**Exercise input**
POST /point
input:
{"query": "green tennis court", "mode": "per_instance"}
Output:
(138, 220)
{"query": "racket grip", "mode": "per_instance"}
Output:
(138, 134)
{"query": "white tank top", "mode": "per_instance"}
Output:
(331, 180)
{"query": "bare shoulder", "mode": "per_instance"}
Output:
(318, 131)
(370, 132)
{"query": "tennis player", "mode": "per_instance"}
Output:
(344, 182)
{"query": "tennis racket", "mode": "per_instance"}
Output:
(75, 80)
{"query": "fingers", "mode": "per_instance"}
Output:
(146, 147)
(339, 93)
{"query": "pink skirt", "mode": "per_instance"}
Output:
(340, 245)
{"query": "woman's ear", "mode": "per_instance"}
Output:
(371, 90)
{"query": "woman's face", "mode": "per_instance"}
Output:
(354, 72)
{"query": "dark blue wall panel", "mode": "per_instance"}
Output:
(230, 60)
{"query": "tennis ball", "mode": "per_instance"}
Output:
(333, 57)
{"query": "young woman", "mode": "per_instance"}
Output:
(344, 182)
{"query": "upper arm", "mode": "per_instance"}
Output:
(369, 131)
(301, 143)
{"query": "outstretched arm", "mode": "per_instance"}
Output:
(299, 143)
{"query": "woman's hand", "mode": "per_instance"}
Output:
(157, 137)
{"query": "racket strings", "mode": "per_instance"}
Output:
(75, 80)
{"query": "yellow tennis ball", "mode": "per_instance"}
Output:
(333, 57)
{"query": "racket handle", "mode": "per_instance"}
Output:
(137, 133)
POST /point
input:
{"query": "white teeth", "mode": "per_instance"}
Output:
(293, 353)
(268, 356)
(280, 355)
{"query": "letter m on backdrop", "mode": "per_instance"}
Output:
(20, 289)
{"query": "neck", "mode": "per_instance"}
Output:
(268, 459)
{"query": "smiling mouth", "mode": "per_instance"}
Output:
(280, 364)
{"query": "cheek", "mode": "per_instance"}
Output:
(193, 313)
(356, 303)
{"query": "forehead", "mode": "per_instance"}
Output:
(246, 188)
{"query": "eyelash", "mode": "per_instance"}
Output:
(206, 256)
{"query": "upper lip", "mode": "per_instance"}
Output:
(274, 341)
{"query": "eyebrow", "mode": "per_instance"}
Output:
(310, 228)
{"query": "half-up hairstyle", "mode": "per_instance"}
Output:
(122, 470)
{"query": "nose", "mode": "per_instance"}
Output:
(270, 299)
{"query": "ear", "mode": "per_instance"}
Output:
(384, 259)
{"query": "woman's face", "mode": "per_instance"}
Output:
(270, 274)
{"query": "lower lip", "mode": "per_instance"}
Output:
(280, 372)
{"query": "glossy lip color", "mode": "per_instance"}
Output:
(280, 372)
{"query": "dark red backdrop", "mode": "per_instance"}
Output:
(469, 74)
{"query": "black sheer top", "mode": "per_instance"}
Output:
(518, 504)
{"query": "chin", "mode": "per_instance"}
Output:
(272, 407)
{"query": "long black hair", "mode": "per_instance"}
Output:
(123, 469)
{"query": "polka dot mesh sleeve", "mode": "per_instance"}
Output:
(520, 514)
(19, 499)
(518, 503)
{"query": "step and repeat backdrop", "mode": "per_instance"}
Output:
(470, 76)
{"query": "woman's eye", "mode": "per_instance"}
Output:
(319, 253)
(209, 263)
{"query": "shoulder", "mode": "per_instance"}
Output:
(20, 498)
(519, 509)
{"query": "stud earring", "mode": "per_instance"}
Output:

**Work instructions**
Would you output the full listing exactly as given?

**Problem solution**
POST /point
input:
{"query": "green tennis court", "mode": "per_instance"}
Output:
(138, 220)
{"query": "racket grip", "mode": "per_instance"}
Output:
(138, 134)
{"query": "white tank top", "mode": "per_instance"}
Output:
(331, 180)
{"query": "bare shoulder", "mode": "per_instance"}
Output:
(318, 131)
(370, 132)
{"query": "tennis player", "mode": "per_instance"}
Output:
(344, 182)
{"query": "tennis racket", "mode": "per_instance"}
Output:
(75, 80)
{"query": "fingers", "mode": "per_instance"}
Output:
(146, 147)
(339, 93)
{"query": "pink skirt", "mode": "per_instance"}
Output:
(340, 245)
{"query": "woman's ear", "mode": "per_instance"}
Output:
(371, 90)
{"query": "woman's face", "mode": "per_instance"}
Output:
(354, 72)
{"query": "dark blue wall panel", "mode": "per_instance"}
Output:
(230, 60)
{"query": "tennis ball", "mode": "per_instance"}
Output:
(333, 57)
{"query": "young woman", "mode": "per_instance"}
Output:
(344, 182)
{"query": "upper arm", "mode": "per_instance"}
Output:
(369, 131)
(301, 143)
{"query": "outstretched arm", "mode": "per_instance"}
Output:
(299, 143)
{"query": "woman's hand", "mode": "per_instance"}
Output:
(157, 137)
{"query": "racket strings", "mode": "per_instance"}
Output:
(75, 80)
{"query": "yellow tennis ball", "mode": "per_instance"}
Output:
(333, 57)
{"query": "racket handle", "mode": "per_instance"}
Output:
(137, 133)
POST /point
input:
{"query": "white teeth", "mode": "per_instance"}
Output:
(293, 353)
(268, 356)
(280, 355)
{"query": "letter m on backdrop", "mode": "per_instance"}
Output:
(20, 289)
{"query": "neck", "mode": "per_instance"}
Output:
(268, 459)
{"query": "smiling mouth", "mode": "per_instance"}
Output:
(280, 364)
{"query": "cheek", "mode": "per_instance"}
Output:
(193, 313)
(356, 303)
{"query": "forehead", "mode": "per_instance"}
Output:
(246, 188)
{"query": "eyelash", "mode": "per_instance"}
Output:
(206, 256)
{"query": "upper lip", "mode": "per_instance"}
Output:
(274, 341)
{"query": "eyebrow", "mode": "per_instance"}
Output:
(310, 228)
{"query": "half-up hairstyle", "mode": "per_instance"}
Output:
(122, 470)
{"query": "nose", "mode": "per_instance"}
Output:
(270, 299)
{"query": "ear", "mode": "per_instance"}
Output:
(384, 259)
{"query": "woman's face", "mode": "per_instance"}
Output:
(270, 274)
{"query": "lower lip", "mode": "per_instance"}
Output:
(280, 372)
{"query": "glossy lip color", "mode": "per_instance"}
Output:
(280, 372)
{"query": "dark red backdrop", "mode": "per_instance"}
Output:
(469, 74)
{"query": "black sheer top", "mode": "per_instance"}
Output:
(518, 504)
{"query": "chin", "mode": "per_instance"}
Output:
(272, 407)
{"query": "long black hair", "mode": "per_instance"}
Output:
(123, 469)
{"query": "polka dot mesh sleeve", "mode": "per_instance"}
Output:
(520, 514)
(19, 499)
(518, 503)
{"query": "step and repeat backdrop", "mode": "per_instance"}
Output:
(470, 76)
{"query": "woman's eye", "mode": "per_instance"}
Output:
(319, 253)
(209, 263)
{"query": "shoulder", "mode": "per_instance"}
Output:
(20, 498)
(519, 509)
{"query": "stud earring", "mode": "per_instance"}
Output:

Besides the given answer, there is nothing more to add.